* _TASK GOAL_: List every line of the items below that contains the word "green".

Stored records
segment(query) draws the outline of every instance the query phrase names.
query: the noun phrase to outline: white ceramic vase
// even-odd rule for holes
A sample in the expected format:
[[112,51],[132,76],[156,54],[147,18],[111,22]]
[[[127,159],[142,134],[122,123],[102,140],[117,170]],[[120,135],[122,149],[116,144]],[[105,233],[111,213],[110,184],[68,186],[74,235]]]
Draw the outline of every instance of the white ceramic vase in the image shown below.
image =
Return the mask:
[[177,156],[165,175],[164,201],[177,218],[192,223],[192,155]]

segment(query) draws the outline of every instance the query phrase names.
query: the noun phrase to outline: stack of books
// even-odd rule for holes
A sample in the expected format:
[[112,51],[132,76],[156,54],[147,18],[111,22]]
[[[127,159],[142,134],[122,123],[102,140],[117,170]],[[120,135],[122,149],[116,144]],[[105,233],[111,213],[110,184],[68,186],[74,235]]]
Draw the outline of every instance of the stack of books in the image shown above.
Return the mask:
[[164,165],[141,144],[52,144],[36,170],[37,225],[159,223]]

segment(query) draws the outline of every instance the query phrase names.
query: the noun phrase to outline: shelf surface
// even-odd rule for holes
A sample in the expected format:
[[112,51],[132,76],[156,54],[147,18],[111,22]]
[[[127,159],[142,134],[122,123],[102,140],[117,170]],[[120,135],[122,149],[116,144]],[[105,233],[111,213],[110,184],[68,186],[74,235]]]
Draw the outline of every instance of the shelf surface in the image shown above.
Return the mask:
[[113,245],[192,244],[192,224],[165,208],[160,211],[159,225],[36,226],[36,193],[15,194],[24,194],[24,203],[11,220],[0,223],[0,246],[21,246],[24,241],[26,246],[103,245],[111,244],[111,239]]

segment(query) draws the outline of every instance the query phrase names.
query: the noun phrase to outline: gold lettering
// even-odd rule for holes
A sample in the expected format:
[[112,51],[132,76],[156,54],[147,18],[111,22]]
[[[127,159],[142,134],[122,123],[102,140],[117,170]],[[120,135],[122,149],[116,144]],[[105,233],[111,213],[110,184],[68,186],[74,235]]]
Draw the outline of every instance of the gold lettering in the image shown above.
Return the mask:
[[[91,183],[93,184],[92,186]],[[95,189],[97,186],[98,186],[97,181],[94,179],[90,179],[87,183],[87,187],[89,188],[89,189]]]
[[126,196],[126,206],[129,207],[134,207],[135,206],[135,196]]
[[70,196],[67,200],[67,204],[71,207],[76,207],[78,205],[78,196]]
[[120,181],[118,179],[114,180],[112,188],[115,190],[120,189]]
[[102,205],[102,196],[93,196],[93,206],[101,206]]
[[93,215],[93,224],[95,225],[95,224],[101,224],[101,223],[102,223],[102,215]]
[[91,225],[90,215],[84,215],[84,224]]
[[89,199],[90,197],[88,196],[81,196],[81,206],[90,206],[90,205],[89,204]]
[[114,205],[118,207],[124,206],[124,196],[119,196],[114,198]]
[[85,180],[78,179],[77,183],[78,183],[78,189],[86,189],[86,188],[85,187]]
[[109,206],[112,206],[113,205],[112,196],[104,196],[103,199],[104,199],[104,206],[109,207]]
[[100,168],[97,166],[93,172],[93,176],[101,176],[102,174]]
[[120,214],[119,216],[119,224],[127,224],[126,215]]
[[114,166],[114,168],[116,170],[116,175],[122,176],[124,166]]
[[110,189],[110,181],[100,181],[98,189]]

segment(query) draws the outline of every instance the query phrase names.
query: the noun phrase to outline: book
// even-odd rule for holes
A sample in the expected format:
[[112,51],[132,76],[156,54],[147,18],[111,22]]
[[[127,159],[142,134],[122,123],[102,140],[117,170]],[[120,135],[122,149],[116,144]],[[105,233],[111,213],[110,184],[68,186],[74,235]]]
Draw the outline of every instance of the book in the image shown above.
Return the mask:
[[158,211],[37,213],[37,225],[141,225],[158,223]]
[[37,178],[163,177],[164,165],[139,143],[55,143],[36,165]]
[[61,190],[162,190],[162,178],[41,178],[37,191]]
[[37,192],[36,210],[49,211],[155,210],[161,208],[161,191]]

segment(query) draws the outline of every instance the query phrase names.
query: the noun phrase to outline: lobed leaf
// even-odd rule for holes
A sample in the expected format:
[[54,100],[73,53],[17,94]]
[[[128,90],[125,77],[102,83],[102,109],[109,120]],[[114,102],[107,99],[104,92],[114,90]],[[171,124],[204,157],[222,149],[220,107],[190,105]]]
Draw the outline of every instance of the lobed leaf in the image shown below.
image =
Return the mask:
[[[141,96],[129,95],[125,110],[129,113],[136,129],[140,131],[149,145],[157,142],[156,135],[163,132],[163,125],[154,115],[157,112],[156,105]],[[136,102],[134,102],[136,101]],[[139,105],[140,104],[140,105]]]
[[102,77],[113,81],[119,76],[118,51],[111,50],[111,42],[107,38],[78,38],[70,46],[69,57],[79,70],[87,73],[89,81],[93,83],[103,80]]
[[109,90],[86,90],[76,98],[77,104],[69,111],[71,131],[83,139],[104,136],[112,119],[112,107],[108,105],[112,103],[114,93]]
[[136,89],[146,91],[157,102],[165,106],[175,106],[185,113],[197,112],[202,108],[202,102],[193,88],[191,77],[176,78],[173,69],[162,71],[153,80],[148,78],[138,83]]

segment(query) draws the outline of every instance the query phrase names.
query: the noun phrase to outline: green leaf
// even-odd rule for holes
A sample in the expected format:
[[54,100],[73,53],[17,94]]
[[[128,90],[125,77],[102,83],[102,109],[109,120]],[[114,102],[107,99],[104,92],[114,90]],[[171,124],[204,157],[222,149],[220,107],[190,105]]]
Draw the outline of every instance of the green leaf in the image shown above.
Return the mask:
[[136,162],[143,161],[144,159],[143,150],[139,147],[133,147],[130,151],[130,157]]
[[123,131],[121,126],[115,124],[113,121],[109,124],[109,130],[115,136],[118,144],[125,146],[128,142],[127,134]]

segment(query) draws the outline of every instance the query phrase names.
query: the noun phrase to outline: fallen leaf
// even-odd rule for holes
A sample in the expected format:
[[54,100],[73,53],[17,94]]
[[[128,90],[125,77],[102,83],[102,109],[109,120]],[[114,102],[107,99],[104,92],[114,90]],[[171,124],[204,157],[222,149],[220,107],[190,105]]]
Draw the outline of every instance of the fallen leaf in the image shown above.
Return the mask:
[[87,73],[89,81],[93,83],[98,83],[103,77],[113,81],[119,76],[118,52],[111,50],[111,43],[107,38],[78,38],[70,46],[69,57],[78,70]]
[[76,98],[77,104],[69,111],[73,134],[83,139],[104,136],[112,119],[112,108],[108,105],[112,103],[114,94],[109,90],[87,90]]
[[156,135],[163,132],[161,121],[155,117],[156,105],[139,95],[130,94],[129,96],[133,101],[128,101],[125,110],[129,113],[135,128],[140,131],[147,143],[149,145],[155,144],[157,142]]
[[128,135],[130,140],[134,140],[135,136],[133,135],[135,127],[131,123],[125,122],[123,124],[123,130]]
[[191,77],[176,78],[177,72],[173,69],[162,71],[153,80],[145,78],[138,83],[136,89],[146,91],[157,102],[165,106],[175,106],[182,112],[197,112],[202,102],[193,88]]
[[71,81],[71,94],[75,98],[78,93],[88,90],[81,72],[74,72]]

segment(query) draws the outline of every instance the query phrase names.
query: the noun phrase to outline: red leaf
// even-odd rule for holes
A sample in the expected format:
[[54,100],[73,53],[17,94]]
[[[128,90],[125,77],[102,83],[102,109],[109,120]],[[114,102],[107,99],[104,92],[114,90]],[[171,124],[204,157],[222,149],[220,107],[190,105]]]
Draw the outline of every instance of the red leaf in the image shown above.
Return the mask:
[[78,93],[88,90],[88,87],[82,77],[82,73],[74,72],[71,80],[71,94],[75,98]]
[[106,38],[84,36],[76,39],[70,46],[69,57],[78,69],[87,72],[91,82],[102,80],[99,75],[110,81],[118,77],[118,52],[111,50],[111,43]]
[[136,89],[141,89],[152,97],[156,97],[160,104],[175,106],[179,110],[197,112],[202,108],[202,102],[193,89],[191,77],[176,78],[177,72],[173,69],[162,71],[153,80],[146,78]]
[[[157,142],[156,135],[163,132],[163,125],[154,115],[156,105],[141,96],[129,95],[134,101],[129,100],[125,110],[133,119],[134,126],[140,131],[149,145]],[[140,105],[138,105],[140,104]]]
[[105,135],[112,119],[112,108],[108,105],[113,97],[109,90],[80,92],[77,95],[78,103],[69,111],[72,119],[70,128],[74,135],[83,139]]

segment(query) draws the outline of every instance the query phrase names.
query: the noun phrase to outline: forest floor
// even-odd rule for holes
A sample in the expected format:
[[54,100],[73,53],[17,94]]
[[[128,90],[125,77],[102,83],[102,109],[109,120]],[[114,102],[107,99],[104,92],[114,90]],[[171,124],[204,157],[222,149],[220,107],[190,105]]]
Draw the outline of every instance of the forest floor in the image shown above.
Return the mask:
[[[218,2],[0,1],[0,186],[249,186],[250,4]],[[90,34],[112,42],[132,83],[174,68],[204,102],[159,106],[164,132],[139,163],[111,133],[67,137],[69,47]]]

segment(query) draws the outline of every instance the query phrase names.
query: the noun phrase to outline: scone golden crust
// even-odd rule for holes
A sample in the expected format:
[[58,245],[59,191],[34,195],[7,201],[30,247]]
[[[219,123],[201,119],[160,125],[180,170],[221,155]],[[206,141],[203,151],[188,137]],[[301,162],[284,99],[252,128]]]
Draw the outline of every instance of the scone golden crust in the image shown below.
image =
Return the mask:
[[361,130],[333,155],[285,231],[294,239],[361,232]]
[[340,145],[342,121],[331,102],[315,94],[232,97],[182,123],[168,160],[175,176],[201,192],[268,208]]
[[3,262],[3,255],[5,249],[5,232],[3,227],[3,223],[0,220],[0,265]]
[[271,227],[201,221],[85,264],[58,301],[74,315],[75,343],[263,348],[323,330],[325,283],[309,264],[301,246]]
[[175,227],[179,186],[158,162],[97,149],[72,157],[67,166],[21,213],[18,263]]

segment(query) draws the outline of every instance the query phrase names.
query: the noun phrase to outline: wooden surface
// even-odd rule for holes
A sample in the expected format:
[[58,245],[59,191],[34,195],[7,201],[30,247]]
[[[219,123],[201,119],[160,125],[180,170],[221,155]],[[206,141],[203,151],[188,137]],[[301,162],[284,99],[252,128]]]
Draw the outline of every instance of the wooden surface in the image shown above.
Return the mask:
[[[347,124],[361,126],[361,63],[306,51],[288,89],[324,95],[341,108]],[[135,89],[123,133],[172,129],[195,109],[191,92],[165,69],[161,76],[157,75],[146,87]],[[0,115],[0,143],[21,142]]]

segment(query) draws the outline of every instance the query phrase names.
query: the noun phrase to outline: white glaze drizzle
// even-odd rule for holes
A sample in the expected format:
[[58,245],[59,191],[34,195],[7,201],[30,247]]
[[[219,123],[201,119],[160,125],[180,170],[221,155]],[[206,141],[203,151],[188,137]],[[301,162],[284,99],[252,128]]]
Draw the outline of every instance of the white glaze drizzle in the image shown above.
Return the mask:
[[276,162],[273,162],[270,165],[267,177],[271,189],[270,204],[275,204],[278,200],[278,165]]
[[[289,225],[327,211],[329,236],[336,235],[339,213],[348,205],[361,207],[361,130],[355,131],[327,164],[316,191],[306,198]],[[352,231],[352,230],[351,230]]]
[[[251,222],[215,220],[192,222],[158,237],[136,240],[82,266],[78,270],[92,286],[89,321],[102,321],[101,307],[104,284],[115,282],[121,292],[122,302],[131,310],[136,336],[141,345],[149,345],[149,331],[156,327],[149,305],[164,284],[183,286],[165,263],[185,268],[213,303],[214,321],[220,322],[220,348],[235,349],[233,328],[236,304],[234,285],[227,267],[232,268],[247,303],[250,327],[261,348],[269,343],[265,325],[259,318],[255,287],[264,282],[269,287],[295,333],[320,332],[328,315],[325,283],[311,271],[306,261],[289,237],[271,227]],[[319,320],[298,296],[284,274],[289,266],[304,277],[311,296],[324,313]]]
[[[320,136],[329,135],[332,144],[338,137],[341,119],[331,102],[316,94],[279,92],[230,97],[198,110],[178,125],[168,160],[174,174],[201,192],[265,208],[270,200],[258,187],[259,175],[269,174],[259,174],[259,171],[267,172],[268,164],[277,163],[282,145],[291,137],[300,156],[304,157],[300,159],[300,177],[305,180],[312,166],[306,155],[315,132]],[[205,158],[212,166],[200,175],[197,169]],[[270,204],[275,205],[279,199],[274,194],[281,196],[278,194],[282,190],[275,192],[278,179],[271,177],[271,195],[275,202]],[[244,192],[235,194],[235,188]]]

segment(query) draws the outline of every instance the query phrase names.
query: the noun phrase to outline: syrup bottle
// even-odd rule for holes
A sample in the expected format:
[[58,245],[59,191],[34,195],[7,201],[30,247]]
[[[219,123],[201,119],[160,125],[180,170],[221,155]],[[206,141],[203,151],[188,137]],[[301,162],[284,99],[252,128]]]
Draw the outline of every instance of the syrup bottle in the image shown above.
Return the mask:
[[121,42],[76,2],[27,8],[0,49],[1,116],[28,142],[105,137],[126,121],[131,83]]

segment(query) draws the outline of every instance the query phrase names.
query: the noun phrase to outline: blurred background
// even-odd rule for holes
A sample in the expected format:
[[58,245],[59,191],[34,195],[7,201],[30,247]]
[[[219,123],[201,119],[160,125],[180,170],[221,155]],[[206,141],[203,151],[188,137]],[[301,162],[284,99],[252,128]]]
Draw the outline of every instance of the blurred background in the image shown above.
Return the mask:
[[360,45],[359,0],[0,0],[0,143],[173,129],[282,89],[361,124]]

* _COMPLETE ANSWER_:
query: the noun phrase to outline: green leaf
Draw the outline of every instance of the green leaf in the image shown above.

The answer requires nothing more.